Reading text -
------------------------------------------------------------------------
After seeing only a few select people for so long, I admit it took some time and encouragement to warm up to the idea of being in a public communal space again. But in the end, thankfully, we decided to go. Along with a strange and enjoyable film, we also discovered a niche event filled with an IRL community of weird movie aficionados adjacent in many ways to Joe Bob’s Mutant Fam. 

Nestled into Toronto’s Junction neighbourhood, the movie was held in a unique and cozy cyberpunk-themed bar known as See-Scape. Past the unassuming exterior, we entered to find a whole other world within. As Joe Bob Briggs has said, science-fiction – particularly the classics – and horror tended to go hand in hand. The cool and quirky See-Scape blends genres in both its aesthetic and purpose: the main floor has good food and drinks alongside board and video games, while the upper level features a patio, second bar, and versatile space that is intermittently a stage/dance floor as well as a theatre of the absurd.

This is, fittingly, where Killer B Cinema, a recurring film event running the first Friday of every month, resides. The B films selected, restored, subtitled, and shown by Lizzie Violet and Zoltan Du Lac run the gamut between strange international versions of familiar films like Cellat! (Turkish Death-Wish), Aysecik in the Land of the Magic Dwarves (AKA the Turkish Wizard of Oz), Pape Gudia (a Bollywood reinvention of Chucky), a North Korean propaganda film Hong Kil-dong, the vintage sci-fi spectacle Earth Vs. The Flying Saucers, and first for us, the strangely spliced and endlessly entertaining Filipino film Zuma. And then in October, 2023, we were treated to a classic: Eugenio Martin’s Horror Express.

I first heard about the film from a Creepshow episode called “Night of the Living Late Show,” in which a man recreates the 1972 horror movie in a virtual reality simulation so that he can live out his childhood interacting with facsimiles of Christopher Lee and Peter Cushing, and later sleep with the Countess. The episode, with the protagonist’s death within the Night of the Living Dead simulation due to the machinations of his jealous wife, was excellent, but that wasn’t good enough for me. I needed to see the film for myself. And I did. A few times. I’ve reviewed Horror Express before on Letterboxd. However, I gained a new appreciation and perspective of the film after seeing it at Killer B.
------------------------------------------------------------------------
List of tasks -
A. According to the Killer B Cinema text, when is the recurring film event held?
B. Decide whether each statement agrees with the Killer B Cinema text, answering yes or no and quoting the words that settle it: (i) See-Scape is located in Toronto's Junction neighbourhood. (ii) Board and video games are found on See-Scape's upper level. (iii) The writer had not seen Horror Express before the Killer B screening.
C. Carry on writing the Killer B Cinema text from its final sentence.
The entries that follow have no connection to the Killer B Cinema text.

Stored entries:
------------------------------------------------------------------------
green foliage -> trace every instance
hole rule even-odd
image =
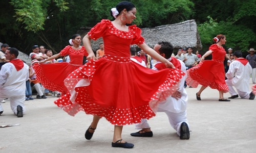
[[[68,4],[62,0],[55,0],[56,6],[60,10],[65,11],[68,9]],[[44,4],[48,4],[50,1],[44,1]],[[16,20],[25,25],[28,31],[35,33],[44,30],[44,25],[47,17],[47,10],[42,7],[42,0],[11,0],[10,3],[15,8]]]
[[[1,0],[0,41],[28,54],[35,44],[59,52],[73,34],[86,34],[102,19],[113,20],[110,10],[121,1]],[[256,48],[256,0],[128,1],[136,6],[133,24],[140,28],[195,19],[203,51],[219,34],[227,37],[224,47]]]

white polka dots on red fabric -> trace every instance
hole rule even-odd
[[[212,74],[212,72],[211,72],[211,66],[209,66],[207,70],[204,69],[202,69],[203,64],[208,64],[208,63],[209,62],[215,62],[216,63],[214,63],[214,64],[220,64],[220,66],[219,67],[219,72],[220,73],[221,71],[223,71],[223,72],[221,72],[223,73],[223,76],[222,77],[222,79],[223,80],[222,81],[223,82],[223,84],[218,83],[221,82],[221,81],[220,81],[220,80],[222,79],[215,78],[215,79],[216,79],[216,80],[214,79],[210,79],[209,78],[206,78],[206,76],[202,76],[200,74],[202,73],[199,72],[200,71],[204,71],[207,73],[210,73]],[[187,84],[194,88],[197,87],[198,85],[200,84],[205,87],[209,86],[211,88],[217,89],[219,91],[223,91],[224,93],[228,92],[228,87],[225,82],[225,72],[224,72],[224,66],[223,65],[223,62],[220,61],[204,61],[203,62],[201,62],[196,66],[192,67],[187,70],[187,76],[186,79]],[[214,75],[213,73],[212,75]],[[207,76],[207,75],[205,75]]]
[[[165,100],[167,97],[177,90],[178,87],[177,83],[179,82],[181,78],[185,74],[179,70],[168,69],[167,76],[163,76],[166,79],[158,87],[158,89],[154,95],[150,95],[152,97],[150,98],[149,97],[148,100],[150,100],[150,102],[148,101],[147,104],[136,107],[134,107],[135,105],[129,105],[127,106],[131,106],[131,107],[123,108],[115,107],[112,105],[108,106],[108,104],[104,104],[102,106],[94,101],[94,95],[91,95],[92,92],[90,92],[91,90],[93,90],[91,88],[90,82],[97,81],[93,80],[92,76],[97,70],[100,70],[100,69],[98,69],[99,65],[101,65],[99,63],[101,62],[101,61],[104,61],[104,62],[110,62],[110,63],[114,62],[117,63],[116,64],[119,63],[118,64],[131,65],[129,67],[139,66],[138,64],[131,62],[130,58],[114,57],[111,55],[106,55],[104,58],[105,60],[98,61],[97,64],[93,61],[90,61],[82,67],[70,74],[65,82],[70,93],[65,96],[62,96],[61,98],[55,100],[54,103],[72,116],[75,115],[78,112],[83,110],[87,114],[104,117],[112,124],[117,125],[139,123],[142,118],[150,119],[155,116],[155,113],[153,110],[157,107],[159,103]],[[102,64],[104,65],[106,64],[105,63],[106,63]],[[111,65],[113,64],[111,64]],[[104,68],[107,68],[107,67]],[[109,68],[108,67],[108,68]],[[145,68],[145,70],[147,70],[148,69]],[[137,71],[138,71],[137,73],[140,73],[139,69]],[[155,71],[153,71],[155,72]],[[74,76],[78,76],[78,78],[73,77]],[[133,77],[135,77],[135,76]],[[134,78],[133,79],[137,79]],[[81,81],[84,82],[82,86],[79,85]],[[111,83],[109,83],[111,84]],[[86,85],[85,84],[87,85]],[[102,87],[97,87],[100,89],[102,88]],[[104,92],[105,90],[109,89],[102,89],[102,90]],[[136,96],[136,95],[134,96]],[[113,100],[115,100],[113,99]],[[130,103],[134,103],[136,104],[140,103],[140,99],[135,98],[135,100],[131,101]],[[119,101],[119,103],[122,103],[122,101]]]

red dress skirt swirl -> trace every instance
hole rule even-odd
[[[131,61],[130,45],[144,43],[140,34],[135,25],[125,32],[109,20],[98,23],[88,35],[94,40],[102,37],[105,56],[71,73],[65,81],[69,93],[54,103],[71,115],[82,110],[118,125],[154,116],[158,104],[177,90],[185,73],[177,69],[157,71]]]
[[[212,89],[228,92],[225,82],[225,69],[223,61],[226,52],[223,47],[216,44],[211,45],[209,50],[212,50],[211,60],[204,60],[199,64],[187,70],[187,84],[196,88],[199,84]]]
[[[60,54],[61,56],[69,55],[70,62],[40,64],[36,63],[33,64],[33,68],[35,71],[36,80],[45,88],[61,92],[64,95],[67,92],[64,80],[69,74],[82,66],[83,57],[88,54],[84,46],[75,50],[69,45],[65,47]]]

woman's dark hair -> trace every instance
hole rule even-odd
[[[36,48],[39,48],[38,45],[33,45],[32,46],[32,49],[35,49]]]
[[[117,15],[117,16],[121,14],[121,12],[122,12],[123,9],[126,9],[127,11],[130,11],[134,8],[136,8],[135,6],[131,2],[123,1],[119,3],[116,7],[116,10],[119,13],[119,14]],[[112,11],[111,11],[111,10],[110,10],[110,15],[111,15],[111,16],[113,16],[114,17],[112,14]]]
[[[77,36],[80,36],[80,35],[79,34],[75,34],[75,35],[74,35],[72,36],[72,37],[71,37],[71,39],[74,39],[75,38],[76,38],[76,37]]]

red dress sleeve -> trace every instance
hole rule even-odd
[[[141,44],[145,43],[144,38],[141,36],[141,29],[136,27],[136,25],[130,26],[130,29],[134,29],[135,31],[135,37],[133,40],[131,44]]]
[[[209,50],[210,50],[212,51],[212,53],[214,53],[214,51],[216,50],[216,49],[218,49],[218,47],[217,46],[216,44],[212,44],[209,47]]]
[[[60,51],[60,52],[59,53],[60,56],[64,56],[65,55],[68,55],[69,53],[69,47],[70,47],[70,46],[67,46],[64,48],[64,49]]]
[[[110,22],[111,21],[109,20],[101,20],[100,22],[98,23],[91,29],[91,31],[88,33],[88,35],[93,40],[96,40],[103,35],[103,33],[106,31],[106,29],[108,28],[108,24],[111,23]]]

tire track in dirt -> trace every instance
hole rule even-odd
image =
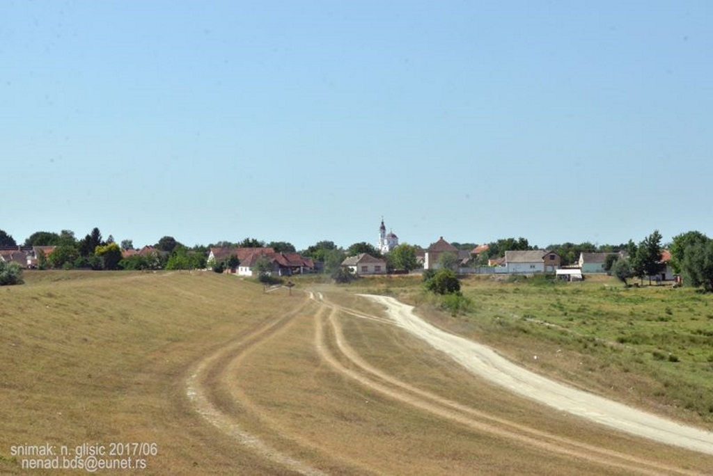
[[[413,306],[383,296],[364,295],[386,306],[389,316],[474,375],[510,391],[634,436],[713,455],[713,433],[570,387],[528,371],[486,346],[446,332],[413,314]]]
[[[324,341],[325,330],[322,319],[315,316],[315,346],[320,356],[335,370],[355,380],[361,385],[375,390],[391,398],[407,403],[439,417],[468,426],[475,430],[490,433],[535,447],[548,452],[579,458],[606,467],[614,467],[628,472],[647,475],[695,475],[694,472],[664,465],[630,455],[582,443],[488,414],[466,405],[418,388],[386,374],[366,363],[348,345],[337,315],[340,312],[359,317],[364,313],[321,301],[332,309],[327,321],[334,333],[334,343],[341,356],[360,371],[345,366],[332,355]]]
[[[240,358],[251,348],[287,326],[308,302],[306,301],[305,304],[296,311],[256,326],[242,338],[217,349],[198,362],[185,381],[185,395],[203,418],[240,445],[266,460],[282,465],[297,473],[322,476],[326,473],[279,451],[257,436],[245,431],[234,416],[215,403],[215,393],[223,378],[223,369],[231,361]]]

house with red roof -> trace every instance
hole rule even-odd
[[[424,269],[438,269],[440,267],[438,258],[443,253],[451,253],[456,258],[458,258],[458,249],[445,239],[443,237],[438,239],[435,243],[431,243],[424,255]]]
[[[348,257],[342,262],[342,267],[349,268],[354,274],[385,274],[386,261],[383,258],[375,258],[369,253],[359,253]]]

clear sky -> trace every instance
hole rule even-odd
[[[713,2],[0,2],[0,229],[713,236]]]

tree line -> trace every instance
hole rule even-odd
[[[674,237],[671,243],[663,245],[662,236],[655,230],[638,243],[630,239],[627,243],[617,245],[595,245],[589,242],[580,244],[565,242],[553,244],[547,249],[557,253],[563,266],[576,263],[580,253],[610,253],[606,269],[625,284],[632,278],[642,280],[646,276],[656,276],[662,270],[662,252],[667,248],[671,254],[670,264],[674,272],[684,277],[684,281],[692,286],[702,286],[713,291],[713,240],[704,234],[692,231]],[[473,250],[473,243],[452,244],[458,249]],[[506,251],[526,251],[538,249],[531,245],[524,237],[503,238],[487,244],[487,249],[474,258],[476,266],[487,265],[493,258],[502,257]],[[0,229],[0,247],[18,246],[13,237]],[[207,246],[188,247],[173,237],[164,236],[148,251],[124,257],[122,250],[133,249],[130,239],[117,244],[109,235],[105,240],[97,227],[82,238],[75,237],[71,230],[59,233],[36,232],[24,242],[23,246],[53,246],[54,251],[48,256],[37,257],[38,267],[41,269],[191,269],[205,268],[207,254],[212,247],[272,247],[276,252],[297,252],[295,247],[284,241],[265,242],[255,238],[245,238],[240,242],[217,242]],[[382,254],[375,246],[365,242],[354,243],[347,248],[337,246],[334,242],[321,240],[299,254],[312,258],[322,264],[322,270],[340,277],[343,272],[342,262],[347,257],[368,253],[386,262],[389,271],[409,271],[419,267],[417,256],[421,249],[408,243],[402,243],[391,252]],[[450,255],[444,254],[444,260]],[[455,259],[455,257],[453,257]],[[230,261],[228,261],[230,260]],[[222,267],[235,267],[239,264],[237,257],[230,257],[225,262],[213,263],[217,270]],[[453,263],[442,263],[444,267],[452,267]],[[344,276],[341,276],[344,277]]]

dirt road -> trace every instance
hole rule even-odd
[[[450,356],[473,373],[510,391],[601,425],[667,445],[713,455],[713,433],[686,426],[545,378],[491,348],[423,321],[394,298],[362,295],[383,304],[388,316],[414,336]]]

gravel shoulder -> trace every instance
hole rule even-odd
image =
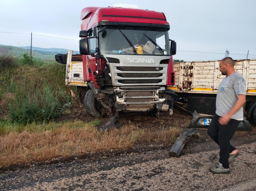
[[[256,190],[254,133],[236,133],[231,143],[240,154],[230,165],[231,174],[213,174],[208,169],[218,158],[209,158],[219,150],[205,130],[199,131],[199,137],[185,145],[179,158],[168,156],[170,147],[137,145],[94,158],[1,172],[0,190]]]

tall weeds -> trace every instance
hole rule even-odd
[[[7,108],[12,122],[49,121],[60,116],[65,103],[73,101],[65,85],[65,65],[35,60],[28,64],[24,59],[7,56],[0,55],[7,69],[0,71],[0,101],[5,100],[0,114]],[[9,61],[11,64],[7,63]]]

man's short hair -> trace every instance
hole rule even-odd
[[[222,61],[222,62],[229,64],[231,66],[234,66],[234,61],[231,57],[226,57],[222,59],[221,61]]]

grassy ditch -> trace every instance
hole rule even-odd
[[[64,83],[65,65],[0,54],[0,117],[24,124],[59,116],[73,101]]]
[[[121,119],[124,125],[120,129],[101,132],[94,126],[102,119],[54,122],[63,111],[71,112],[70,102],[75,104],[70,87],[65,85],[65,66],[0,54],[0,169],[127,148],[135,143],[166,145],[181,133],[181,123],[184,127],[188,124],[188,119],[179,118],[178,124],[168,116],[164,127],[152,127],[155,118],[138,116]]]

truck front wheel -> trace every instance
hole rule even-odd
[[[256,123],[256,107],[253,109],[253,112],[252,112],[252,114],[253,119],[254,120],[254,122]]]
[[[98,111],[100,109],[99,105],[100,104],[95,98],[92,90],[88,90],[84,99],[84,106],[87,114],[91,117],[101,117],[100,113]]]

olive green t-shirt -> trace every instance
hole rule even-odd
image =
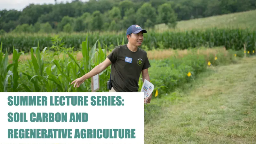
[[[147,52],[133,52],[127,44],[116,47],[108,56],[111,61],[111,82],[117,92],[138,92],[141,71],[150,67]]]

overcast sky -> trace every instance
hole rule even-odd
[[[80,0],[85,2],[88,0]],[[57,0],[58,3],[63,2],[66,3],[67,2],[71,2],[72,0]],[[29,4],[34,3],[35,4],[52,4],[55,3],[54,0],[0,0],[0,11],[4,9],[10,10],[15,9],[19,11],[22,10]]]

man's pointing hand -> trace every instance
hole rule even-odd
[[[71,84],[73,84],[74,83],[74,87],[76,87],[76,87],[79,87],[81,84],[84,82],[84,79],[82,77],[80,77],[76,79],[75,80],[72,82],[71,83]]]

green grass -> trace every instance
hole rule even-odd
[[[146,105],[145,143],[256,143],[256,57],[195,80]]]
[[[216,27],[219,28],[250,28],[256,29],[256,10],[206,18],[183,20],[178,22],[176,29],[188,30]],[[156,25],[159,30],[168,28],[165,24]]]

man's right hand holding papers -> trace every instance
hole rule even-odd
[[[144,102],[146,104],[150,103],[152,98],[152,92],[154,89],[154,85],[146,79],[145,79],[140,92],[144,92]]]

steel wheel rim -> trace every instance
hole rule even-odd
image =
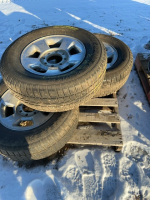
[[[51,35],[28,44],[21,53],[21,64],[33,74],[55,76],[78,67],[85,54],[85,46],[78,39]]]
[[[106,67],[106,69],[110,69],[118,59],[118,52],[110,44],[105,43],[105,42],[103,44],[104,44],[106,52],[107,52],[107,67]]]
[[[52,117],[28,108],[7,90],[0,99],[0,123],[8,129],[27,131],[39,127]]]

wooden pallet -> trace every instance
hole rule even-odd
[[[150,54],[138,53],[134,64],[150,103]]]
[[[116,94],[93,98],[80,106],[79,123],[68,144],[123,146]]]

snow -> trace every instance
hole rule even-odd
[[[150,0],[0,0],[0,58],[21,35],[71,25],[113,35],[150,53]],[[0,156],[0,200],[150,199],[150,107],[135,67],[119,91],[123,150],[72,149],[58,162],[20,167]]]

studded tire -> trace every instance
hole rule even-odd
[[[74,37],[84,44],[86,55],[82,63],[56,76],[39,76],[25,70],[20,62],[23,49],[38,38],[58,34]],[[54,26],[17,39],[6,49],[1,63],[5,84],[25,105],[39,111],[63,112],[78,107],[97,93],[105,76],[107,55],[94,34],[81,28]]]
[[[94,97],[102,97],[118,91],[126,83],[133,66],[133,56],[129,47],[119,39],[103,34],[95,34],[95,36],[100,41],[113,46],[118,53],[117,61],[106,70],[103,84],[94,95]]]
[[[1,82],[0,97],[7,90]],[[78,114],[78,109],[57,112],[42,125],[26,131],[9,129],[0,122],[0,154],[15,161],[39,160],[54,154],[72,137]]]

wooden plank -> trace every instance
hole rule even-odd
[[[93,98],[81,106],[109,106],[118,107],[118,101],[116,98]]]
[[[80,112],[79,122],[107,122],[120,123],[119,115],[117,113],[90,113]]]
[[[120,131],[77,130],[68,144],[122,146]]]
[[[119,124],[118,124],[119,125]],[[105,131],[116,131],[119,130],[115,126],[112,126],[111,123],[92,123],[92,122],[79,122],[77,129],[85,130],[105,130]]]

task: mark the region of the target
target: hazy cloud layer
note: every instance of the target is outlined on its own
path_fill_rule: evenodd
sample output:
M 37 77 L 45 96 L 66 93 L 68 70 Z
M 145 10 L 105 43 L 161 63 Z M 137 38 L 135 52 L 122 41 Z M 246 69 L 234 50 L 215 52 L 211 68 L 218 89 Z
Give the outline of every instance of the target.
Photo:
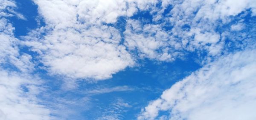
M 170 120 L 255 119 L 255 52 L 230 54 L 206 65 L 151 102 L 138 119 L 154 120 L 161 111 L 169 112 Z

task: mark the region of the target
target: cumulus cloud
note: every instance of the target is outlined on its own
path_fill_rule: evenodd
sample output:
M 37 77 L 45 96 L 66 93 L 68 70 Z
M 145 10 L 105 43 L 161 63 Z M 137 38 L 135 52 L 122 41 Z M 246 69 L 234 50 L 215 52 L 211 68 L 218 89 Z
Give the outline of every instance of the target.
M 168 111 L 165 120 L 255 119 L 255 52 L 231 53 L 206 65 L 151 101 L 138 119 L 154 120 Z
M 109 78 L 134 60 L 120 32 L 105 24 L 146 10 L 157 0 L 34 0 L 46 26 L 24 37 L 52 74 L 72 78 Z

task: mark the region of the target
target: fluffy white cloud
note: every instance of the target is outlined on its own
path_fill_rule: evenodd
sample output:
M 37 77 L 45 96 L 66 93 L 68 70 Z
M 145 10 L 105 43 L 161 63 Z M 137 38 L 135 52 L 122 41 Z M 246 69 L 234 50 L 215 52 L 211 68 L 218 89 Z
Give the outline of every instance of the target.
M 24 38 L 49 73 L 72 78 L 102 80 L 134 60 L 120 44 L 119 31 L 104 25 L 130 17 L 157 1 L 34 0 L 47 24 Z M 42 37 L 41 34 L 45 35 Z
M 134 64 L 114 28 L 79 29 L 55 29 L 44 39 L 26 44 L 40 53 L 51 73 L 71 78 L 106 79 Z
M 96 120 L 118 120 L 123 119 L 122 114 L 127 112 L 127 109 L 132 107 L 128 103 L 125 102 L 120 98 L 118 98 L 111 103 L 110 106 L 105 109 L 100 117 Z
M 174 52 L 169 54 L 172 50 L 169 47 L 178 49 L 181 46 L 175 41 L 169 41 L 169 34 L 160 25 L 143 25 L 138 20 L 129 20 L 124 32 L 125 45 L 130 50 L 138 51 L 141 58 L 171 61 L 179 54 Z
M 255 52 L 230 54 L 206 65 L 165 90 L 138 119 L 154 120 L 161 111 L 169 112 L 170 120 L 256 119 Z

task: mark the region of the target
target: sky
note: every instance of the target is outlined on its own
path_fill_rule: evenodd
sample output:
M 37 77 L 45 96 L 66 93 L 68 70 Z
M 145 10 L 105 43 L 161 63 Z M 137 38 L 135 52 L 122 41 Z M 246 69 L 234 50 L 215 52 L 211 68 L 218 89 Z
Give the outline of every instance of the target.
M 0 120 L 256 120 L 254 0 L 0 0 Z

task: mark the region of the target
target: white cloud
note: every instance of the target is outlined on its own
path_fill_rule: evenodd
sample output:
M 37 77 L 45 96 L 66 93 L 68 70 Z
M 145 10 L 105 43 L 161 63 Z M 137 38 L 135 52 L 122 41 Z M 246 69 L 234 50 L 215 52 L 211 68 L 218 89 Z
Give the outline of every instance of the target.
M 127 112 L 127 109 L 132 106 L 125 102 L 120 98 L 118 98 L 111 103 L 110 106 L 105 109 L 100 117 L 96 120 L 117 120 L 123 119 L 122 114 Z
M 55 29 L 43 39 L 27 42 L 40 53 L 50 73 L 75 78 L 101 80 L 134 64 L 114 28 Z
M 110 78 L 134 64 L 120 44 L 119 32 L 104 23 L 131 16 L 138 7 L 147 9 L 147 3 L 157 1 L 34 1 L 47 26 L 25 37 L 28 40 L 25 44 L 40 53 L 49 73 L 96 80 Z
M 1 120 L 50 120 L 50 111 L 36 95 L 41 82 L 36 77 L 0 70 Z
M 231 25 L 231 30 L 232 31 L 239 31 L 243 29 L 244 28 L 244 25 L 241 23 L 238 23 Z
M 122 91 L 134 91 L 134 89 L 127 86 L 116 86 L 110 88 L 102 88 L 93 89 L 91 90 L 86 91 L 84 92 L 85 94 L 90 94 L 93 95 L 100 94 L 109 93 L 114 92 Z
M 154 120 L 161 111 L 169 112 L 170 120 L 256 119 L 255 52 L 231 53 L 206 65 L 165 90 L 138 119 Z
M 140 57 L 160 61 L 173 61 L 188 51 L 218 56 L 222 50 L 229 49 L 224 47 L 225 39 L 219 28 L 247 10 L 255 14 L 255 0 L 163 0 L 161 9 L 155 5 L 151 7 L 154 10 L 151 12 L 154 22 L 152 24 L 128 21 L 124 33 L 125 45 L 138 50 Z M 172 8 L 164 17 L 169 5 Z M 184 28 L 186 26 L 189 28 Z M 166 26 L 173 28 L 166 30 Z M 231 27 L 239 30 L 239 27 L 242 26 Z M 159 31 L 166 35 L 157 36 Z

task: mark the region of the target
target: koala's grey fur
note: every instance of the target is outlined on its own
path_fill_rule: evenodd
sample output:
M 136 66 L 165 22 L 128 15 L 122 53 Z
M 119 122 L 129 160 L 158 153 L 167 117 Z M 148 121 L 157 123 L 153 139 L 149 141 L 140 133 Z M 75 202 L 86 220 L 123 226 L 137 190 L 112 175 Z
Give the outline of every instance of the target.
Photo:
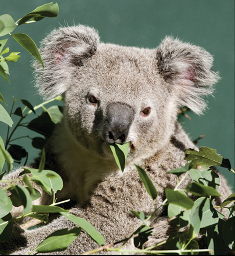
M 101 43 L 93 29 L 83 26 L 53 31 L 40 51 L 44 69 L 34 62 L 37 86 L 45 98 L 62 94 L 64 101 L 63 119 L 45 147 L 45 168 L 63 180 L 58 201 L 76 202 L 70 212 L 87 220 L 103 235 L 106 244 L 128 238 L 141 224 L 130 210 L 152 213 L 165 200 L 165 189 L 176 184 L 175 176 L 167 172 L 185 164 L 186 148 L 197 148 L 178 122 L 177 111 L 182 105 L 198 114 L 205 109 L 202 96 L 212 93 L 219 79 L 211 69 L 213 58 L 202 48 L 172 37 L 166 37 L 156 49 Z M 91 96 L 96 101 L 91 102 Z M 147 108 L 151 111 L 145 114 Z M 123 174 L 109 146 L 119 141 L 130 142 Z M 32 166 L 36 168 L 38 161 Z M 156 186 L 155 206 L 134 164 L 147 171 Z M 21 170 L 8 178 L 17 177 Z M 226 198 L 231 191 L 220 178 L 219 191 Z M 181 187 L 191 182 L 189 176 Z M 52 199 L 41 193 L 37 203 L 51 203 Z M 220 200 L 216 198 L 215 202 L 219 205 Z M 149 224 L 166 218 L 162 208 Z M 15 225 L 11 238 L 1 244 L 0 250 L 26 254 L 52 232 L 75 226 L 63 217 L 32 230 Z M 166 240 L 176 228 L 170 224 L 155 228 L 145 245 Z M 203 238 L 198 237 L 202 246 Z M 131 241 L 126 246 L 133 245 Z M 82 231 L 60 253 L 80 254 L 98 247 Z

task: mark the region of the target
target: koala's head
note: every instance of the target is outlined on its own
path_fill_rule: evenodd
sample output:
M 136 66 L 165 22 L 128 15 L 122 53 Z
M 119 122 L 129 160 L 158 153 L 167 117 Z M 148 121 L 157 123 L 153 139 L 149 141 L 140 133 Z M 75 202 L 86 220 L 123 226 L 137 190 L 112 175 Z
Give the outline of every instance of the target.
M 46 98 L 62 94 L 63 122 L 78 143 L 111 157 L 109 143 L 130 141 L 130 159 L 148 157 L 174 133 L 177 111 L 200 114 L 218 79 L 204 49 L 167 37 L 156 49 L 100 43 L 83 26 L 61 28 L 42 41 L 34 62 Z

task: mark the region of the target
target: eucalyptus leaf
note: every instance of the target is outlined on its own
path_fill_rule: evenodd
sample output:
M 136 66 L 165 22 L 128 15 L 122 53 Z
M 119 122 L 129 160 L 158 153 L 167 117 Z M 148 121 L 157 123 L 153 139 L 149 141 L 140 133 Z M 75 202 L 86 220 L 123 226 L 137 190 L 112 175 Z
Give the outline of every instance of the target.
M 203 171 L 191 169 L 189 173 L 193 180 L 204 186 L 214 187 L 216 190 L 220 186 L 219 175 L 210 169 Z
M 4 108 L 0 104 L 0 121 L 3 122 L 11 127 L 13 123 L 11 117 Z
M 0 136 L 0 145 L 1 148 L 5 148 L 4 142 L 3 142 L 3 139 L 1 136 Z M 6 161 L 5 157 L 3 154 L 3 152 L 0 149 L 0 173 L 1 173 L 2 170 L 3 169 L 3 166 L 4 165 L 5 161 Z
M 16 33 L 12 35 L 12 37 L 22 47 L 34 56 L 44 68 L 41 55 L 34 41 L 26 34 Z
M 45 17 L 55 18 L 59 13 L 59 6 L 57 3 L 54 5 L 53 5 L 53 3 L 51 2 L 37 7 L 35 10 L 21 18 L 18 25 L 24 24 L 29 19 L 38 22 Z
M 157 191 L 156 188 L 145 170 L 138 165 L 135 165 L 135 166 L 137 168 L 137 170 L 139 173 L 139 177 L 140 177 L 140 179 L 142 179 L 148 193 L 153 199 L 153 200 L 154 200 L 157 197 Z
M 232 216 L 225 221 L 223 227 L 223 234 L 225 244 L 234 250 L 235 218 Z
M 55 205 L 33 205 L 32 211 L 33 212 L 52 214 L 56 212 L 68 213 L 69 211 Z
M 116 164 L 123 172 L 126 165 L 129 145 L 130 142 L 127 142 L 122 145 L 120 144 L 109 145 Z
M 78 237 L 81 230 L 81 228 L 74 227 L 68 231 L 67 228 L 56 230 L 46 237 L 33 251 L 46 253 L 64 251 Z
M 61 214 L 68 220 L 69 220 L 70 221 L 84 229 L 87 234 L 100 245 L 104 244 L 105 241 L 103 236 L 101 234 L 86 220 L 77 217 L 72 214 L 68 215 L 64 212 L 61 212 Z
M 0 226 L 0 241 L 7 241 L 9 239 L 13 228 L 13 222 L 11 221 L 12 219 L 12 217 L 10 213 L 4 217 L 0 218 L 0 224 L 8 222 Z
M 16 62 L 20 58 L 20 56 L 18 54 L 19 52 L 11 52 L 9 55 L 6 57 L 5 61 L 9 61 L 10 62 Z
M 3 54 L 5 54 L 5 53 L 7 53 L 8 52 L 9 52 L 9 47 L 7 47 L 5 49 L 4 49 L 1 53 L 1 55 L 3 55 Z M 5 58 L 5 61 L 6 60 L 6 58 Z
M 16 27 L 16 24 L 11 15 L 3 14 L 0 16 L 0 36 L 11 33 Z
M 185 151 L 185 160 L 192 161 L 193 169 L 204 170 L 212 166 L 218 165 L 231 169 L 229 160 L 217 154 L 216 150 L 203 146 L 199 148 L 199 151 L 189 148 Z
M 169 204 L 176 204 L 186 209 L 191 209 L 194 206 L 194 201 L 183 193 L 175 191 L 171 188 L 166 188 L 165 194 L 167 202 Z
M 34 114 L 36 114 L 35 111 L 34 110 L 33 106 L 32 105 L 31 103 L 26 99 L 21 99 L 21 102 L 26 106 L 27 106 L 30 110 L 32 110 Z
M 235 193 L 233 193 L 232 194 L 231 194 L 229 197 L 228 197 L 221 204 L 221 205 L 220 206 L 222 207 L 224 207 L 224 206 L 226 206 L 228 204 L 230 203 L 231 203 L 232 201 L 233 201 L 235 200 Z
------------------------------------------------------------------------
Task results -
A. It runs on the first Friday of every month.

B.
(i) Yes: "Nestled into Toronto’s Junction neighbourhood, the movie was held in a unique and cozy cyberpunk-themed bar known as See-Scape."
(ii) No: "the main floor has good food and drinks alongside board and video games"
(iii) No: "I’ve reviewed Horror Express before on Letterboxd."

C.
So let me tell you how it goes. Before every film, we have the opportunity to order drinks and pub food, while Zoltan plays animated shorts in the form of a silly 1963 anime called 8th Man, or 8 Man. It is black and white with minimal frame rates, jerking wooden movements, and bad dubbing that nevertheless manages to be hilariously entertaining, particularly when watching it along with a live audience. It is based on the manga by Jiro Kuwata and Kazumasa Hirai in which a detective is injured and rebuilt into a humanesque android that functions as the sole member of the eighth division of the Tokyo Police, overseen by one Chief Bumble Thumbs.

But somehow, the episodes of 8 Man always foreshadow the main presentation, and this showing of Horror Express was no exception. So, after a strange episode with a child prodigy who invents an imagine-maker device that creates monsters from the psyches of its users – including dinosaurs – which 8 Man relentlessly strives to keep out of the wrong hands, leaving the poor boy with a train set to amuse himself, we get right into the feature film.

The best way to describe Horror Express is taking The Thing, but instead of a research station in Antarctica where American scientists succumb to infection and paranoia, we are on a Trans-Siberian Express from Shanghai to Moscow in 1906. However, this iteration of the being – which is also, albeit loosely, analogous to The Thing From Another World, and before The Thing, a creature adapted from Joseph W. Campbell Jr.’s novella Who Goes There? – is a fossil of an early hominid. This monster is really a creature suspended in ice, with the ability to absorb the knowledge of anyone it touches. As it makes contact with its victim, the cursed individual’s brain will essentially be erased, their eyes turned into unseeing white orbs with blood running down their sockets, and they will die.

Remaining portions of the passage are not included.